■ **Exercise**: Copy every line of the items below character for character, leaving out the pictures.

■ **Source records**:
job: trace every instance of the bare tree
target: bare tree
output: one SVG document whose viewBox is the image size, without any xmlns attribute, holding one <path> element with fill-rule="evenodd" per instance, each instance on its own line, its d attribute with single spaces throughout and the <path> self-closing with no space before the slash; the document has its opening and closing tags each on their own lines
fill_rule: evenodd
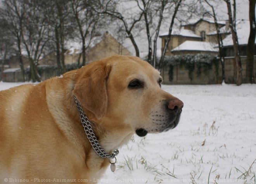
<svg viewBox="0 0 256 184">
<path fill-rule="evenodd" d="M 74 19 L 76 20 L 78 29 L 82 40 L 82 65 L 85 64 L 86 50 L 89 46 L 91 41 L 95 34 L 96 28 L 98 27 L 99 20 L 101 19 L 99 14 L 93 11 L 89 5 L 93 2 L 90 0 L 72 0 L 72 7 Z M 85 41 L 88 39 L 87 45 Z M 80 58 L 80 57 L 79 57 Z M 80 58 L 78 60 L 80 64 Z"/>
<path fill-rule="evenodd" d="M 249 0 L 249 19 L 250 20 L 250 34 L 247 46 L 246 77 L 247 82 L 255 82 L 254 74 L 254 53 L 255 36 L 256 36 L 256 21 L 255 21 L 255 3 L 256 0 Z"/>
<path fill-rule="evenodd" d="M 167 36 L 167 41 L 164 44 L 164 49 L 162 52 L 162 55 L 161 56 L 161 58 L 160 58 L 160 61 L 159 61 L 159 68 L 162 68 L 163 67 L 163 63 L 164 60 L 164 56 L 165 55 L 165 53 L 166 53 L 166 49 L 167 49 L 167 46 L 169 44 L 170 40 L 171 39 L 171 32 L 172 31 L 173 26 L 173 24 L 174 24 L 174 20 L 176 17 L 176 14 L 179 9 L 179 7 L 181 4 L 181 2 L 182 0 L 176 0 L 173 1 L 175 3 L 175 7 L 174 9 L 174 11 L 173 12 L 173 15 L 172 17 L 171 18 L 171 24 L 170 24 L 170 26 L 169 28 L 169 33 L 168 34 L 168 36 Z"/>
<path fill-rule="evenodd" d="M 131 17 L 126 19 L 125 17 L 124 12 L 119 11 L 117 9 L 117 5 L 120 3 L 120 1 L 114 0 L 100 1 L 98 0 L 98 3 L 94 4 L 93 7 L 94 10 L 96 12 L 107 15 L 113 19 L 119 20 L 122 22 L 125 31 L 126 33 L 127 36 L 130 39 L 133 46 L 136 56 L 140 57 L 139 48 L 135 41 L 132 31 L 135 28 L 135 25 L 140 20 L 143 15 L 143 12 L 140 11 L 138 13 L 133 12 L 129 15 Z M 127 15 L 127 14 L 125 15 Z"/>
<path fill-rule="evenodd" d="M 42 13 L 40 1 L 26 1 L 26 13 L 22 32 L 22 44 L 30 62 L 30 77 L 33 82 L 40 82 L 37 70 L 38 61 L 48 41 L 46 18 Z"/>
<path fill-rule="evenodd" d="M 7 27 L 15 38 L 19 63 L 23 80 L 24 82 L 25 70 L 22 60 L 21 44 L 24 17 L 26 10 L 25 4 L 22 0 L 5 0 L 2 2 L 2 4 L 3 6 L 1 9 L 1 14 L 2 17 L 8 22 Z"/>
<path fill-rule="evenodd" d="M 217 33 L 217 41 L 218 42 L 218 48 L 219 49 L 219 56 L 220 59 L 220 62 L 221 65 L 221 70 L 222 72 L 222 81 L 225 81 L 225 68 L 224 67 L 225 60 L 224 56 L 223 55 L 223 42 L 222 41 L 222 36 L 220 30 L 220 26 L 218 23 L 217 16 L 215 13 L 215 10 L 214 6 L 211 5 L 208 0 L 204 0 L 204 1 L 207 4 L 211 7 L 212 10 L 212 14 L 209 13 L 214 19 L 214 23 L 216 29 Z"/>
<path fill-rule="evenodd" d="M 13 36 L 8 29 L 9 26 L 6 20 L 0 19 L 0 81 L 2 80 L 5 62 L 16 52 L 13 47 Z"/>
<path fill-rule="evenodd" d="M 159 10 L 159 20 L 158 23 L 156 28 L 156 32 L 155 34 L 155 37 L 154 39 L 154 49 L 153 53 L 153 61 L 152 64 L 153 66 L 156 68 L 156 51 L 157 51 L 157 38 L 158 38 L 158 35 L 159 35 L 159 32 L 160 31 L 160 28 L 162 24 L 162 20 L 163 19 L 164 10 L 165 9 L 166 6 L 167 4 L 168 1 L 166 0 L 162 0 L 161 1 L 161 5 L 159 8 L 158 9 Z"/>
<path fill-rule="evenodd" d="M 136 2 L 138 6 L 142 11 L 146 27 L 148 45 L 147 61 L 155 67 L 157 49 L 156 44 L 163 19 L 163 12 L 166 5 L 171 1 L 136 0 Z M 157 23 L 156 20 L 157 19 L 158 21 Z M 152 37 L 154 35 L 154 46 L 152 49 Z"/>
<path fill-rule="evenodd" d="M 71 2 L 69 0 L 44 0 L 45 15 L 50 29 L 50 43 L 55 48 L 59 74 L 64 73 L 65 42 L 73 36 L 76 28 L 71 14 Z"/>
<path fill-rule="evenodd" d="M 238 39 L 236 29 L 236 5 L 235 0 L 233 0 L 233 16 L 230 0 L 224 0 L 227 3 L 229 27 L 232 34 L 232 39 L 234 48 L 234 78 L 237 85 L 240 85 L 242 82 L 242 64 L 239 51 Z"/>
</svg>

■ **Written response**:
job: trace every instance of the bare tree
target: bare tree
output: one SVG document whose viewBox is the image size, without any xmlns attribute, holding one <path> element with fill-rule="evenodd" per instance, each instance on its own line, its d attribute with single spaces throughout and the <path> self-closing with no space before the slash; the document has its opening and closing tags each on their own lines
fill_rule: evenodd
<svg viewBox="0 0 256 184">
<path fill-rule="evenodd" d="M 74 19 L 76 20 L 78 29 L 82 40 L 82 65 L 85 64 L 86 50 L 89 46 L 91 41 L 95 34 L 96 28 L 98 27 L 99 20 L 101 19 L 99 14 L 93 11 L 89 5 L 93 2 L 90 0 L 72 0 L 72 7 Z M 85 41 L 88 39 L 87 45 Z M 80 58 L 80 57 L 79 57 Z M 80 58 L 78 60 L 80 64 Z"/>
<path fill-rule="evenodd" d="M 249 0 L 249 19 L 250 20 L 250 34 L 247 46 L 246 77 L 247 82 L 255 82 L 254 74 L 254 53 L 255 36 L 256 36 L 256 21 L 255 21 L 255 3 L 256 0 Z"/>
<path fill-rule="evenodd" d="M 167 36 L 167 41 L 164 44 L 164 49 L 162 52 L 162 55 L 161 56 L 161 58 L 160 58 L 160 61 L 159 61 L 159 68 L 162 68 L 163 67 L 163 63 L 164 60 L 164 56 L 165 55 L 165 53 L 166 53 L 166 49 L 167 49 L 167 46 L 169 44 L 170 40 L 171 39 L 171 32 L 172 31 L 173 26 L 173 24 L 174 24 L 174 20 L 176 17 L 176 14 L 179 9 L 179 7 L 181 4 L 181 2 L 182 0 L 176 0 L 173 1 L 175 3 L 175 7 L 174 9 L 174 11 L 173 12 L 173 15 L 172 17 L 171 18 L 171 24 L 170 24 L 170 26 L 169 28 L 169 33 L 168 34 L 168 36 Z"/>
<path fill-rule="evenodd" d="M 131 17 L 126 19 L 125 17 L 124 12 L 119 11 L 117 9 L 117 5 L 120 3 L 120 1 L 114 0 L 100 1 L 98 0 L 98 3 L 94 4 L 93 7 L 94 10 L 96 12 L 107 15 L 113 19 L 119 20 L 122 22 L 125 31 L 126 33 L 127 36 L 130 39 L 133 46 L 136 56 L 140 57 L 139 48 L 135 41 L 132 31 L 135 28 L 135 25 L 140 20 L 143 15 L 143 12 L 140 11 L 138 13 L 133 12 L 129 15 Z M 127 15 L 127 14 L 125 15 Z"/>
<path fill-rule="evenodd" d="M 42 13 L 40 1 L 26 1 L 26 13 L 22 32 L 22 44 L 30 62 L 30 77 L 33 82 L 40 82 L 37 70 L 38 61 L 48 41 L 46 18 Z"/>
<path fill-rule="evenodd" d="M 7 27 L 15 38 L 19 63 L 23 80 L 24 82 L 25 70 L 22 60 L 21 44 L 24 17 L 26 10 L 25 4 L 22 0 L 5 0 L 2 2 L 2 4 L 3 6 L 1 9 L 1 14 L 2 17 L 8 22 Z"/>
<path fill-rule="evenodd" d="M 217 33 L 217 41 L 218 42 L 218 48 L 219 49 L 219 56 L 220 59 L 220 62 L 221 65 L 221 70 L 222 72 L 222 81 L 225 81 L 225 68 L 224 67 L 225 60 L 224 56 L 223 55 L 223 42 L 222 41 L 222 36 L 220 30 L 220 26 L 218 23 L 217 16 L 215 13 L 215 10 L 214 6 L 211 5 L 208 0 L 204 0 L 204 1 L 207 4 L 211 7 L 212 10 L 212 14 L 209 13 L 214 19 L 214 23 L 216 29 Z"/>
<path fill-rule="evenodd" d="M 13 36 L 8 29 L 9 26 L 6 20 L 0 19 L 0 81 L 2 80 L 5 62 L 16 52 L 13 47 Z"/>
<path fill-rule="evenodd" d="M 159 10 L 159 20 L 158 23 L 156 28 L 156 32 L 155 34 L 155 37 L 154 39 L 154 49 L 153 53 L 153 61 L 152 64 L 153 66 L 156 68 L 156 51 L 157 51 L 157 38 L 158 38 L 158 35 L 159 35 L 159 32 L 160 31 L 160 28 L 162 24 L 162 20 L 163 19 L 164 10 L 165 9 L 166 6 L 167 4 L 168 1 L 166 0 L 162 0 L 161 1 L 161 5 L 159 8 L 158 9 Z"/>
<path fill-rule="evenodd" d="M 136 2 L 138 6 L 142 11 L 146 27 L 148 45 L 147 61 L 155 67 L 157 49 L 156 44 L 163 19 L 163 12 L 166 5 L 171 1 L 136 0 Z M 157 23 L 156 20 L 157 19 L 158 21 Z M 152 37 L 154 35 L 154 46 L 152 49 Z"/>
<path fill-rule="evenodd" d="M 71 2 L 69 0 L 44 0 L 45 15 L 50 29 L 50 43 L 55 48 L 59 74 L 64 73 L 65 42 L 73 36 L 76 28 L 71 14 Z"/>
<path fill-rule="evenodd" d="M 238 39 L 236 29 L 236 5 L 235 0 L 233 0 L 233 16 L 230 0 L 224 0 L 227 3 L 229 27 L 232 34 L 232 39 L 234 48 L 234 78 L 237 85 L 240 85 L 242 82 L 242 64 L 239 51 Z"/>
</svg>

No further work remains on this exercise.